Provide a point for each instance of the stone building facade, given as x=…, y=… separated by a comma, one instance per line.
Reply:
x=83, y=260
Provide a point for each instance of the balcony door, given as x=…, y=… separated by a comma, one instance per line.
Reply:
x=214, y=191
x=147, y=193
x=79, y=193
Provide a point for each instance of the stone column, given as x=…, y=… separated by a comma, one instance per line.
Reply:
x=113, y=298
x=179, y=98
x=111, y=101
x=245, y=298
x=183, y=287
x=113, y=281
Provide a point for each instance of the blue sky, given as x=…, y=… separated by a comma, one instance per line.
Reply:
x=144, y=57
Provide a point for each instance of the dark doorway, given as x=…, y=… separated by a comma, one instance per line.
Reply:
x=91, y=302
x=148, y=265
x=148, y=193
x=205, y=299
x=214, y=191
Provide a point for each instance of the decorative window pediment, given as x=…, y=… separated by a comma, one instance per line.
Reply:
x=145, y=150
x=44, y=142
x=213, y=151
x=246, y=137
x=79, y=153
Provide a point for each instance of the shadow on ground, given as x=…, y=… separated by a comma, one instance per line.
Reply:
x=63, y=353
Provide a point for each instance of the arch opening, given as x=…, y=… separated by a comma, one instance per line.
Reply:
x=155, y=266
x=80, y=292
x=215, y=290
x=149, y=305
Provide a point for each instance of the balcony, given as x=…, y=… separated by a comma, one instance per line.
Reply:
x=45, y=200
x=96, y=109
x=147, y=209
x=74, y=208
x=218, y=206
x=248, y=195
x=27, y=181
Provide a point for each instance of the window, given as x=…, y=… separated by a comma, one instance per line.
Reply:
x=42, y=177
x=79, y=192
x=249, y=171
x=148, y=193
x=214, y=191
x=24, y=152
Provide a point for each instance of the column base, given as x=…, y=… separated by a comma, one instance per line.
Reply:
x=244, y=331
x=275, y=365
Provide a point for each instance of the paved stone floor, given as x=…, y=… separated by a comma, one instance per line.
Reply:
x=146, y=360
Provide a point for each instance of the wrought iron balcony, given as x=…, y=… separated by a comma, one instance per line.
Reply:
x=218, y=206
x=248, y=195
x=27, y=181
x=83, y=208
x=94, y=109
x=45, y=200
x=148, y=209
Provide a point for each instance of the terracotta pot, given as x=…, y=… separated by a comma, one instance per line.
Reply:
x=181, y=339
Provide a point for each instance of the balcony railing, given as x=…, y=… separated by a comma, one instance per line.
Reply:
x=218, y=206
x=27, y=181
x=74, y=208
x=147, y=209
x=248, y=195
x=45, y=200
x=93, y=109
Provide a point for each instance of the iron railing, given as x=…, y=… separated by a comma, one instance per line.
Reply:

======

УСЛОВИЕ ЗАДАНИЯ =
Выведите все приведенные выше записи полностью, не изменяя в них ни одного символа.

ОТВЕТ К УПРАЖНЕНИЮ =
Provide a point for each instance of the stone building facade, given as x=…, y=… separated by a comma, one instance per line.
Reply:
x=83, y=260
Provide a point for each instance of the balcony door, given as x=…, y=… separated by a comma, one instance per line.
Reply:
x=214, y=191
x=147, y=193
x=79, y=193
Provide a point for each instance of the stone column, given as x=…, y=… separated by a comma, one instance per line.
Reply:
x=113, y=298
x=179, y=98
x=111, y=101
x=245, y=298
x=183, y=287
x=113, y=281
Provide a point for each instance of the blue sky, given as x=…, y=… separated by a comma, one instance per line.
Reply:
x=144, y=57
Provide a point for each instance of the dark doorway, given as x=…, y=… separated by a comma, one instance per line.
Reply:
x=91, y=302
x=148, y=265
x=148, y=193
x=205, y=299
x=214, y=191
Provide a point for each instance of the decorative window pediment, given as x=…, y=… separated by a comma, one instance per line.
Reply:
x=145, y=150
x=44, y=142
x=213, y=151
x=246, y=137
x=79, y=153
Provide a point for each instance of the shadow on ground, given as x=…, y=… separated by a comma, one instance per line.
Reply:
x=63, y=353
Provide a point for each instance of the arch opening, given as x=…, y=… separated by a comma, one instance per line.
Reply:
x=155, y=266
x=80, y=292
x=215, y=290
x=149, y=305
Provide a point for each instance of the balcony, given as x=…, y=… separated by a comma, one instance per line.
Reply:
x=45, y=200
x=96, y=109
x=147, y=209
x=74, y=208
x=218, y=206
x=248, y=195
x=27, y=181
Provide a point for each instance of the window, given as x=…, y=… separated by a comma, one instance per line.
Reply:
x=42, y=177
x=79, y=192
x=249, y=171
x=148, y=193
x=214, y=191
x=24, y=152
Provide a point for each instance of the column base, given as x=…, y=… separated by a comma, one instance per line.
Reply:
x=244, y=331
x=275, y=365
Provide a point for each instance of the paved stone floor, given as x=…, y=… separated by a comma, one instance per line.
Reply:
x=146, y=360
Provide a point for each instance of the wrought iron balcony, given as x=…, y=… separated by a comma, one instance per line.
Reply:
x=218, y=206
x=248, y=195
x=27, y=181
x=83, y=208
x=94, y=109
x=45, y=200
x=148, y=209
Provide a point for each instance of the terracotta pot, given as x=…, y=… separated by a comma, one instance per line.
Reply:
x=181, y=339
Provide a point for each instance of the balcony railing, given as x=…, y=… separated by a comma, one instance per line.
Reply:
x=218, y=206
x=27, y=181
x=74, y=208
x=147, y=209
x=248, y=195
x=45, y=200
x=93, y=109
Provide a point for each instance of the iron railing, given as x=…, y=… separated by a comma, one instance per line.
Reply:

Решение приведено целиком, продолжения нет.